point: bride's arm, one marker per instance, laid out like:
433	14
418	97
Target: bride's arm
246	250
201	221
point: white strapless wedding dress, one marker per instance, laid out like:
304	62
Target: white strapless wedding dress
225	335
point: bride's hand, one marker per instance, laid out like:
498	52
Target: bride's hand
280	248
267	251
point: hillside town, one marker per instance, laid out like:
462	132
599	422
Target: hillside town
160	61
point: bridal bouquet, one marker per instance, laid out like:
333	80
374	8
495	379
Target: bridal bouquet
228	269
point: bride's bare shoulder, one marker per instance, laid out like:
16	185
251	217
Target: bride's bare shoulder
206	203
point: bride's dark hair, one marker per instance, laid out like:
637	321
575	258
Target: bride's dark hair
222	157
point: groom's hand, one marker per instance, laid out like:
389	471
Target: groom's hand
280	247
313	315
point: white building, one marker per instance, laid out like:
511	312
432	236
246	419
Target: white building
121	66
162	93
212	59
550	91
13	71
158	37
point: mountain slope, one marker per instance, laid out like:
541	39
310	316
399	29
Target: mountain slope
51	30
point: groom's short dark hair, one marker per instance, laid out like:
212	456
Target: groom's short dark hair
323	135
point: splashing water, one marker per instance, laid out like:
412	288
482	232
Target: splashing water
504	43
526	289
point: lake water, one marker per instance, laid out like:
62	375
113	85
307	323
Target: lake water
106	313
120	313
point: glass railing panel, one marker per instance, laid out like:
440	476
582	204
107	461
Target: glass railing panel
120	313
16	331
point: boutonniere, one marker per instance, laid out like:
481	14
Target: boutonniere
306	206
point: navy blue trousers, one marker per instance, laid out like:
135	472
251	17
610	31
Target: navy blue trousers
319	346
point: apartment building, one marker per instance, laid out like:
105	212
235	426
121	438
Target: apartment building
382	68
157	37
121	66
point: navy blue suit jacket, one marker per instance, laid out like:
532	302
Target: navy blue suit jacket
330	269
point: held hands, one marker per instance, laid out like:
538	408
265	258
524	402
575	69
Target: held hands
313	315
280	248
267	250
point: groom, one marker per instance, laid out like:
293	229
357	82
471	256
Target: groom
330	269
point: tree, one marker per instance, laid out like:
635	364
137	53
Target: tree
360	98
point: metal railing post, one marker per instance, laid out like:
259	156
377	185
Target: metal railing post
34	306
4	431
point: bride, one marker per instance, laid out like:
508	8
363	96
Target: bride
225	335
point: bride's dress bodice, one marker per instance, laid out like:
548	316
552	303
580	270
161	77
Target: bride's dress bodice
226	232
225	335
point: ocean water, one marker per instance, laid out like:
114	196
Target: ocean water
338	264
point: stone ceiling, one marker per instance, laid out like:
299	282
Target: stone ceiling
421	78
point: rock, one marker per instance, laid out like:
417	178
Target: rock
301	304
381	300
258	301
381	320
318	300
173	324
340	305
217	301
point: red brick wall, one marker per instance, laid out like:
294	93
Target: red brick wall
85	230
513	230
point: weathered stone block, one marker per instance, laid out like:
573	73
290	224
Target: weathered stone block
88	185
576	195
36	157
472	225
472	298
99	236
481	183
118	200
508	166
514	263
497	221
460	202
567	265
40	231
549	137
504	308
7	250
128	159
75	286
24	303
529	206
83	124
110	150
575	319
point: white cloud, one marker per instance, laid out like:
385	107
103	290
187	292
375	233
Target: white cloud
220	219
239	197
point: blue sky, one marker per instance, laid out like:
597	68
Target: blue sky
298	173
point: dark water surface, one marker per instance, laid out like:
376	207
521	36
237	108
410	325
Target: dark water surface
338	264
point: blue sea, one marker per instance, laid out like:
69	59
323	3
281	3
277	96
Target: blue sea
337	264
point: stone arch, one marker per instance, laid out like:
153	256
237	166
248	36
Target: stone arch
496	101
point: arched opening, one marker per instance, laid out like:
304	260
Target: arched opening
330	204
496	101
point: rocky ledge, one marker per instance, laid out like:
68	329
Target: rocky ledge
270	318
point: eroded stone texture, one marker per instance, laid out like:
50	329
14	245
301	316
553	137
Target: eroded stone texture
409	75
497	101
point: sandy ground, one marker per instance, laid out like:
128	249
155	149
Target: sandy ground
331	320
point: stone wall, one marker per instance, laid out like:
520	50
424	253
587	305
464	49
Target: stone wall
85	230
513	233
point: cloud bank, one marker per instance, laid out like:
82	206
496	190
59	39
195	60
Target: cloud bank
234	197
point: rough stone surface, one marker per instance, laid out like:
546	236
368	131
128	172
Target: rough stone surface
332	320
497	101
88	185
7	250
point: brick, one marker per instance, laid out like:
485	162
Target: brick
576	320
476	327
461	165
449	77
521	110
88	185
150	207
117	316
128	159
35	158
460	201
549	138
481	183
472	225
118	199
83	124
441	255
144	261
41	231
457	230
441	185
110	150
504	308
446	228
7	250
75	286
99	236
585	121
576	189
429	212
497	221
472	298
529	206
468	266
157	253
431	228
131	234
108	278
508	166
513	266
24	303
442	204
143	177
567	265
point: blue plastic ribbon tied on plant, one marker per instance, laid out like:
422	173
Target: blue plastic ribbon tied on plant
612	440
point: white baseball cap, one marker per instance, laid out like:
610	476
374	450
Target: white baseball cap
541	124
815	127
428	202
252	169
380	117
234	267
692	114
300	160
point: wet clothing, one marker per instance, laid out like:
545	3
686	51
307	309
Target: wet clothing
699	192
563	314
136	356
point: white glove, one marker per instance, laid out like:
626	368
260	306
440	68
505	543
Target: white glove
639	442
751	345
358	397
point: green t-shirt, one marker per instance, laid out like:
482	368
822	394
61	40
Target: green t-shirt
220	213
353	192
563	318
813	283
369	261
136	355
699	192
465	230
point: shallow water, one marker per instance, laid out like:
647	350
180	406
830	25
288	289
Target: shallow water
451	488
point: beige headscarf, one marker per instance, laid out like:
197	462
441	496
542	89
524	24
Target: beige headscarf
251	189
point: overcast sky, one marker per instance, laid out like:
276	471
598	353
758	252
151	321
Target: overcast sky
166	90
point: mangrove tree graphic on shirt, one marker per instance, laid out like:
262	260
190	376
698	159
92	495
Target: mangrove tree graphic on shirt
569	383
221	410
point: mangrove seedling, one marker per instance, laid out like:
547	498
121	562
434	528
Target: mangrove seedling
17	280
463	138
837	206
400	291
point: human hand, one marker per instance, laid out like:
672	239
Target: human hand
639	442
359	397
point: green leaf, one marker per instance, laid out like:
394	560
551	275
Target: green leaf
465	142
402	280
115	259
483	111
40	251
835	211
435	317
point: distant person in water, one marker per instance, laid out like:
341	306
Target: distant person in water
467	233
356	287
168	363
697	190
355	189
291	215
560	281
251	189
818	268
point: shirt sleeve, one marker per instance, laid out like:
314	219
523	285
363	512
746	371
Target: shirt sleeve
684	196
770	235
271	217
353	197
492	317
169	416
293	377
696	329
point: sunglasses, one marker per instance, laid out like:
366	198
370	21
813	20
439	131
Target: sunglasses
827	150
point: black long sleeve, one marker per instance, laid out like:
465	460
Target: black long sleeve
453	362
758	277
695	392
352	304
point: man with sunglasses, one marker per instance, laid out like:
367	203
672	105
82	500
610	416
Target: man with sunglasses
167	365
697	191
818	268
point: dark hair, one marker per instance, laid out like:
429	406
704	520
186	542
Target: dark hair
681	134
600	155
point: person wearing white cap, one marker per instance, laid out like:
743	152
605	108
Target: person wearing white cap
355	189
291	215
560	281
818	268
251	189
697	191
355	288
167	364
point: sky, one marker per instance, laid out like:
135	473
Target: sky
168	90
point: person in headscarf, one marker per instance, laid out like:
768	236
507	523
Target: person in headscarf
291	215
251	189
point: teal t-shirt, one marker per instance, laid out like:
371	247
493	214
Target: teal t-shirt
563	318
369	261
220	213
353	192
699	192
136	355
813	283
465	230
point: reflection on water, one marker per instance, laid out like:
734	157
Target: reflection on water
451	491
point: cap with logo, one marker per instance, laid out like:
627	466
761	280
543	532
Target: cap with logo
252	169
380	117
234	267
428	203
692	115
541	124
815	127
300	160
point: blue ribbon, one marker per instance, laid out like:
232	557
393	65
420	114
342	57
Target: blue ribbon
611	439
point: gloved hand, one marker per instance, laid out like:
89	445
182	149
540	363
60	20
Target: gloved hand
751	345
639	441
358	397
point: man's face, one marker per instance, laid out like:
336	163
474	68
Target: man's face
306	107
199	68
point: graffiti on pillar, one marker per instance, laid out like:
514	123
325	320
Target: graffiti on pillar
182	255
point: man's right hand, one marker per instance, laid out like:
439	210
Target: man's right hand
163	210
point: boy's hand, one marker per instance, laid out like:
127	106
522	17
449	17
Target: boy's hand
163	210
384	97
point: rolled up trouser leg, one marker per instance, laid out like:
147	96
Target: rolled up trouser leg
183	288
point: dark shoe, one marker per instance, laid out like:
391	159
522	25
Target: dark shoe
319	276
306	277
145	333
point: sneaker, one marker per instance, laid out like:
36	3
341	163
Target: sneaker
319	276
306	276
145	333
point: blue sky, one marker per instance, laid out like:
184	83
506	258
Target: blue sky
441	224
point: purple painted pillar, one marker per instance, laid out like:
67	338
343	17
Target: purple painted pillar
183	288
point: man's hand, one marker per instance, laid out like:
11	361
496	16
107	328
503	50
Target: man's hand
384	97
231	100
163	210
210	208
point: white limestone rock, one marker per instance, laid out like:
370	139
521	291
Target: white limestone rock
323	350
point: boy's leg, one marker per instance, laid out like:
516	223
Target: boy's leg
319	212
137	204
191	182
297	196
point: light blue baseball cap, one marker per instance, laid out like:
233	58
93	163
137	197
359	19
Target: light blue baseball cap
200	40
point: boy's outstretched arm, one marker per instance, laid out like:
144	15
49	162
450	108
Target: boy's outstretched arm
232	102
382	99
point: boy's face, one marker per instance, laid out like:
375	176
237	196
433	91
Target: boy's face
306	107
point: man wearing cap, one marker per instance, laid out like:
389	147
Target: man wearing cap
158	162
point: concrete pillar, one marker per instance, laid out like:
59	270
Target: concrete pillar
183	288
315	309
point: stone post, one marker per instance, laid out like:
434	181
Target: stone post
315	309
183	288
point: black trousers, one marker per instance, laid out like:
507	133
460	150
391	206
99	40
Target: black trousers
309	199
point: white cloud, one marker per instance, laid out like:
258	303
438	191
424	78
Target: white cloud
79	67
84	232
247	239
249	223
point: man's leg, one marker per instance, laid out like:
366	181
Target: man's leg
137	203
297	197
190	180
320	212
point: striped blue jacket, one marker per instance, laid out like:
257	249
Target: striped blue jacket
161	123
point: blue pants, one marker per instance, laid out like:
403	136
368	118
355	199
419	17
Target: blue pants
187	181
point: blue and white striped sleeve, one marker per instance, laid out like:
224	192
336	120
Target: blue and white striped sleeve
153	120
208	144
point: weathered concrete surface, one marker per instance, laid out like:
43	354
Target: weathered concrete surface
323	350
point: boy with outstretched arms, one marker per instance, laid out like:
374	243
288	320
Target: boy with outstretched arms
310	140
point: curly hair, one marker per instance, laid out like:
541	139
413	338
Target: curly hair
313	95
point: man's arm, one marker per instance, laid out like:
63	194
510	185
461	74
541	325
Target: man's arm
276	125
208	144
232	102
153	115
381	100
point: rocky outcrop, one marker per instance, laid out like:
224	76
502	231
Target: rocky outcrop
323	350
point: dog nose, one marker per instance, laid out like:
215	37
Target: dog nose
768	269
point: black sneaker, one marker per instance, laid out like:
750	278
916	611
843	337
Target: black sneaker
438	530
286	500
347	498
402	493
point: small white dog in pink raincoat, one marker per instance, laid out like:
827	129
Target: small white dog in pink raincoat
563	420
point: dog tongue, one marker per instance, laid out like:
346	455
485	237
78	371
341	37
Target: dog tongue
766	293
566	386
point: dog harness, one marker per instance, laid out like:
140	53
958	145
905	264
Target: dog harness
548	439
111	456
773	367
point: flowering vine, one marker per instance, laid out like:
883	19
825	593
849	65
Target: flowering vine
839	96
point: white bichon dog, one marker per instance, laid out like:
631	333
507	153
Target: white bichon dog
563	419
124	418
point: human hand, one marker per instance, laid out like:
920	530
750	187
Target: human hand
# # #
§ **Problem**
Nothing but the lines from the one with "Target: flowering vine" through the final line of the records may appear in the answer, and each must be transcribed exactly.

§ **Answer for this exercise**
Target: flowering vine
839	96
point: white bichon dog, one marker per instance, laid out like:
631	333
507	153
Target: white bichon dog
563	419
124	418
point: human hand, one marker per instance, laid out like:
920	530
750	187
Target: human hand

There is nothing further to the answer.